■ **SHORT PROBLEM**: Convert every line of the records below into a Markdown table with the columns Row and Line. Number the rows in order and omit blank lines.

■ **RECORD EXTRACTS**:
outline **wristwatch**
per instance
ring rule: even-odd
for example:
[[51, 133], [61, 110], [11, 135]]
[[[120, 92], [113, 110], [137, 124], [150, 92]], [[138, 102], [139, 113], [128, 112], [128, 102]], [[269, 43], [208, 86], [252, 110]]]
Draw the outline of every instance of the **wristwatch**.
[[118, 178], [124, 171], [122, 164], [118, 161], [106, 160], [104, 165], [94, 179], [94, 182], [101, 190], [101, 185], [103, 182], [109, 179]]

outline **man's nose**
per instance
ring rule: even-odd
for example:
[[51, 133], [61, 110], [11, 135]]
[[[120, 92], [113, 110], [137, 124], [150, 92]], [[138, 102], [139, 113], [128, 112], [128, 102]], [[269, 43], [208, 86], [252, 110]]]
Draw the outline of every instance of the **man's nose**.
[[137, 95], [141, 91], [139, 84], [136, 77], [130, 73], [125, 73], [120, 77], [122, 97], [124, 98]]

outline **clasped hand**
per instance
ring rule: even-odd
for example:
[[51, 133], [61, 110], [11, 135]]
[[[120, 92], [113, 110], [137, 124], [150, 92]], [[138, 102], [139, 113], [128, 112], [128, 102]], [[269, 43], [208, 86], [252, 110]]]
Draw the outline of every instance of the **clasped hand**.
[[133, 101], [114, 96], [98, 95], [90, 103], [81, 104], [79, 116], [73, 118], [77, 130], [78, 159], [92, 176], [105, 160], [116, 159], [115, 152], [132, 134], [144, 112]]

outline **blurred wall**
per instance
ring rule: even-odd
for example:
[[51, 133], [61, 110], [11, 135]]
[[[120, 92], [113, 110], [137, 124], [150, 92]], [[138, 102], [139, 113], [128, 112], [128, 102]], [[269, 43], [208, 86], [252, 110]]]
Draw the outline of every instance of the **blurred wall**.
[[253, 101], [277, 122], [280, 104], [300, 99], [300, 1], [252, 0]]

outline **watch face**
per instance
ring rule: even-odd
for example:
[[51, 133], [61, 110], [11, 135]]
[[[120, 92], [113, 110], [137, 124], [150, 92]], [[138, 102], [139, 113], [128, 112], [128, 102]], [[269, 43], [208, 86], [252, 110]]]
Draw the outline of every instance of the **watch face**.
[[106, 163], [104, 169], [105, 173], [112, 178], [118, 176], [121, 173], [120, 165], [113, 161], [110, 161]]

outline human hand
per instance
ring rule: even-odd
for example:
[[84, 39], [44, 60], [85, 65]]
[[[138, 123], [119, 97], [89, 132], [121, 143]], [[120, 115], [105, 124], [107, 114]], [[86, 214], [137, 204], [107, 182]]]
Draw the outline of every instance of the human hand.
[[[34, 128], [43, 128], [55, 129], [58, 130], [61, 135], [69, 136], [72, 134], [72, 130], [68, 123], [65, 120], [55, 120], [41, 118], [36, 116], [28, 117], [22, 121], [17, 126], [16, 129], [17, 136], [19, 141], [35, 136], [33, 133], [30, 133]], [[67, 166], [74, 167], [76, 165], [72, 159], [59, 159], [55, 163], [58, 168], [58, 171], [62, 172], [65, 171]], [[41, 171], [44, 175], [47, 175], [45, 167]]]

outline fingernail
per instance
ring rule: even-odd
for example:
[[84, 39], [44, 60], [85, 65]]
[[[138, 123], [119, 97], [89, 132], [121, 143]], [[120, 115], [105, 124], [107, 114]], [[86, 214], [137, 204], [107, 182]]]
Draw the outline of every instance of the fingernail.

■ **COMPLETED TASK**:
| Row | Line |
|---|---|
| 1 | outline **wristwatch** |
| 2 | per instance |
| 3 | ring rule: even-odd |
| 4 | for example: |
| 5 | [[51, 133], [61, 110], [11, 135]] |
| 6 | [[[120, 92], [113, 110], [137, 124], [150, 92]], [[138, 102], [139, 113], [128, 112], [128, 102]], [[269, 43], [208, 86], [252, 110]]] |
| 7 | Draw the outline of every instance of the **wristwatch**. |
| 8 | [[118, 178], [124, 171], [122, 164], [118, 161], [106, 160], [104, 165], [94, 179], [94, 182], [101, 190], [101, 185], [103, 182], [109, 179]] |
| 9 | outline **man's nose** |
| 10 | per instance |
| 11 | ring rule: even-odd |
| 12 | for example: |
| 13 | [[51, 133], [61, 110], [11, 135]] |
| 14 | [[[120, 92], [113, 110], [137, 124], [150, 92]], [[138, 102], [139, 113], [128, 112], [128, 102]], [[269, 43], [208, 86], [252, 110]]] |
| 15 | Draw the outline of every instance of the **man's nose**. |
| 16 | [[137, 95], [141, 91], [139, 84], [136, 77], [130, 73], [125, 73], [120, 77], [122, 97], [124, 98]] |
| 17 | outline **clasped hand** |
| 18 | per instance |
| 19 | ring rule: even-odd |
| 20 | for example: |
| 21 | [[51, 133], [61, 110], [11, 135]] |
| 22 | [[[120, 92], [113, 110], [137, 124], [150, 92]], [[138, 102], [139, 113], [128, 112], [128, 102]], [[269, 43], [208, 86], [252, 110]]] |
| 23 | Draw the outline of every instance of the **clasped hand**. |
| 24 | [[133, 101], [114, 96], [98, 95], [90, 103], [81, 104], [79, 116], [73, 118], [77, 130], [78, 159], [92, 176], [105, 160], [116, 159], [115, 152], [132, 134], [144, 112]] |
| 25 | outline **blurred wall** |
| 26 | per instance |
| 27 | ring rule: even-odd |
| 28 | for example: |
| 29 | [[51, 133], [61, 110], [11, 135]] |
| 30 | [[[120, 92], [113, 110], [137, 124], [150, 92]], [[138, 102], [139, 113], [128, 112], [128, 102]], [[269, 43], [208, 86], [252, 110]]] |
| 31 | Draw the outline of every instance of the **blurred wall**. |
| 32 | [[253, 101], [277, 122], [280, 104], [300, 99], [300, 1], [252, 0]] |
| 33 | outline **watch face** |
| 34 | per instance |
| 35 | ring rule: even-odd |
| 36 | for example: |
| 37 | [[51, 133], [61, 110], [11, 135]] |
| 38 | [[[120, 92], [113, 110], [137, 124], [150, 92]], [[138, 102], [139, 113], [128, 112], [128, 102]], [[269, 43], [208, 86], [252, 110]]] |
| 39 | Draw the outline of every instance of the **watch face**. |
| 40 | [[106, 163], [104, 169], [105, 173], [112, 178], [118, 176], [121, 173], [120, 165], [113, 161], [110, 161]] |
| 41 | outline human hand |
| 42 | per instance |
| 43 | ring rule: even-odd |
| 44 | for example: |
| 45 | [[84, 39], [44, 60], [85, 65]] |
| 46 | [[[138, 123], [119, 97], [89, 132], [121, 143]], [[120, 115], [105, 124], [107, 114]], [[86, 214], [137, 204], [107, 182]]] |
| 47 | Draw the outline of every instance of the human hand. |
| 48 | [[[34, 128], [43, 128], [55, 129], [58, 130], [61, 135], [69, 136], [72, 134], [72, 130], [68, 123], [65, 120], [55, 120], [41, 118], [36, 116], [28, 117], [22, 121], [17, 126], [16, 129], [17, 136], [19, 141], [35, 136], [33, 133], [30, 133]], [[67, 166], [74, 167], [76, 165], [72, 159], [59, 159], [55, 163], [58, 168], [58, 171], [62, 172], [65, 171]], [[41, 171], [44, 175], [47, 175], [45, 167]]] |
| 49 | outline fingernail |
| 50 | per instance |
| 51 | ring rule: even-odd |
| 52 | for example: |
| 53 | [[84, 39], [44, 60], [85, 65]] |
| 54 | [[[138, 123], [119, 97], [89, 132], [121, 143]], [[120, 115], [105, 124], [107, 114]], [[86, 214], [137, 204], [107, 182]]] |
| 55 | Draw the outline of every instance of the fingernail. |